═══ Material provided

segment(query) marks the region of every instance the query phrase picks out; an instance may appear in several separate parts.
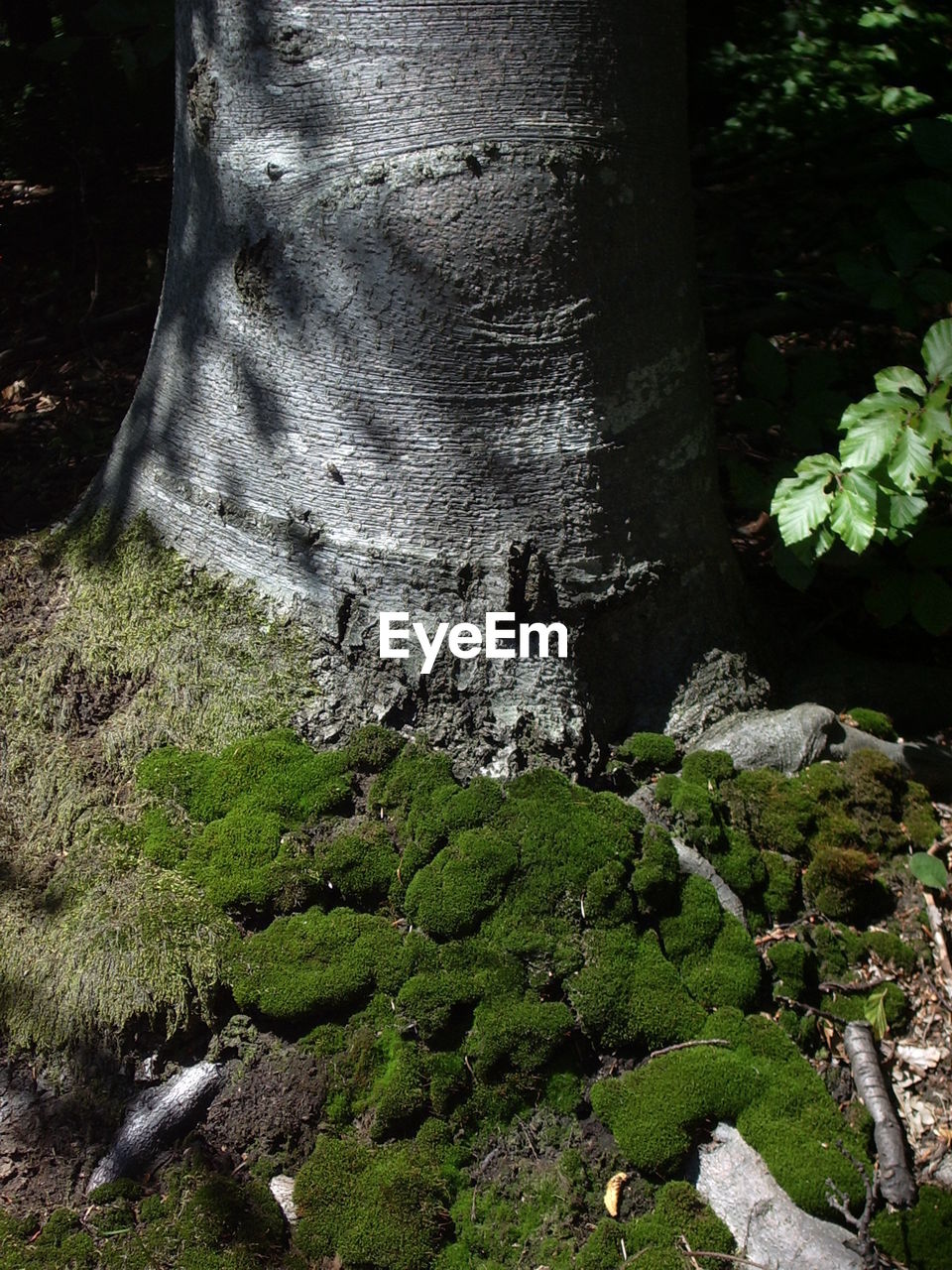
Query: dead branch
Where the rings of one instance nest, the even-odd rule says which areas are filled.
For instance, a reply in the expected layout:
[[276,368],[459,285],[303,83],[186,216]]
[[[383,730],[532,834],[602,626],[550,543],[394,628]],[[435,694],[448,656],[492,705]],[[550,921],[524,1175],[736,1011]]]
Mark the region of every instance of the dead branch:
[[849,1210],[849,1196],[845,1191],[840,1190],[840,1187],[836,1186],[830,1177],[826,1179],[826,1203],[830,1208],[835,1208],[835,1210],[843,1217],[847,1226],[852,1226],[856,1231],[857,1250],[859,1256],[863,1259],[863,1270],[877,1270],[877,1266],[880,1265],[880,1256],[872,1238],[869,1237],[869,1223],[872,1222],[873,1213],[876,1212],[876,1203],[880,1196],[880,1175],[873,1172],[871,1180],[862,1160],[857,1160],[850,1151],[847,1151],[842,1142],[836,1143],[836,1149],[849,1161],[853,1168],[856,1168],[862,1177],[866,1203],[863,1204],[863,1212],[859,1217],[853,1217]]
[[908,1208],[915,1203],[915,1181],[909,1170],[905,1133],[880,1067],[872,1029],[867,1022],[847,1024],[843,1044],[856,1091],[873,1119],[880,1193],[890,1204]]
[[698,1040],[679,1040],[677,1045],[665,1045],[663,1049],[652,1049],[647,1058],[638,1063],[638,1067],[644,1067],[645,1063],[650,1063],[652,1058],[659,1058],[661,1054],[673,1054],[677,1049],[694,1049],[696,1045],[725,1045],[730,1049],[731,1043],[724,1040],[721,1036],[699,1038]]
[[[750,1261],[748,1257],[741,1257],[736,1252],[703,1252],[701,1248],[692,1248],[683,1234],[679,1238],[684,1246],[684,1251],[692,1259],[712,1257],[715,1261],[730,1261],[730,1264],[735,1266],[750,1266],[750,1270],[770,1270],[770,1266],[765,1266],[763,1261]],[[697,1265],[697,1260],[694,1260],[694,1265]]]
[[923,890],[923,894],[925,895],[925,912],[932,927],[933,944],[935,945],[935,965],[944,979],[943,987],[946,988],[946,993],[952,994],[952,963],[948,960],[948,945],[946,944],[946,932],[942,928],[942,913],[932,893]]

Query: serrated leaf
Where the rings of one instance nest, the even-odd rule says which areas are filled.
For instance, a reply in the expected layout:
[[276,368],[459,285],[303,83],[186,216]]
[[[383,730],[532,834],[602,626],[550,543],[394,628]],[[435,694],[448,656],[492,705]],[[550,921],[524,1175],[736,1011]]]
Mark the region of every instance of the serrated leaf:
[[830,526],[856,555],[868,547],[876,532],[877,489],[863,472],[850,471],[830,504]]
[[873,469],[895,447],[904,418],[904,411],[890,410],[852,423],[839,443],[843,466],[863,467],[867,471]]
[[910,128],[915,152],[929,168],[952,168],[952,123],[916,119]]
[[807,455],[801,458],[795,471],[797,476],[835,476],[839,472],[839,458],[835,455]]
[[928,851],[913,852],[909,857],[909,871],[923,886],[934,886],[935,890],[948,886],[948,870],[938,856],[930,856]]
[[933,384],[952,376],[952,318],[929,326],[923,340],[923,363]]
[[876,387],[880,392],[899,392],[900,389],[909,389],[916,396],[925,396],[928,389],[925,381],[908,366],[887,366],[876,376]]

══════

- _Short exercise_
Rewrite the listing starting at the line that contains "Query: serrated leaf" and ending with its final line, both included, keeping the requests. Multiply every polygon coordinate in the answers by 0.65 and round to whole numbers, rounding halves up, while leaving the numbers in the requests and their format samples unchanged.

- _Reply to the exercise_
Query: serrated leaf
Where the rings of one instance nest, the even-odd rule says which areas are filled.
For instance, a reply in the expected layout:
[[276,368],[459,285],[303,83],[186,216]]
[[[383,730],[532,834],[602,626],[550,543],[394,628]],[[435,694],[448,656],[492,705]],[[550,921],[524,1175],[736,1011]]]
Mark the region of every instance of the serrated leaf:
[[540,342],[556,361],[564,356],[569,346],[570,318],[561,307],[553,306],[540,328]]
[[567,305],[582,291],[588,272],[588,267],[579,267],[554,275],[545,288],[548,303],[561,304],[564,306]]
[[592,83],[595,99],[604,109],[619,109],[619,80],[595,77]]
[[525,296],[521,298],[517,306],[518,309],[543,309],[545,307],[545,298],[543,296]]
[[603,553],[593,554],[591,557],[591,566],[600,576],[607,576],[608,579],[616,576],[616,566],[610,556],[605,556]]
[[606,250],[619,244],[619,207],[604,212],[600,221],[600,236]]
[[569,252],[572,255],[584,255],[585,253],[591,253],[595,257],[601,257],[603,253],[601,248],[590,238],[577,238],[569,244]]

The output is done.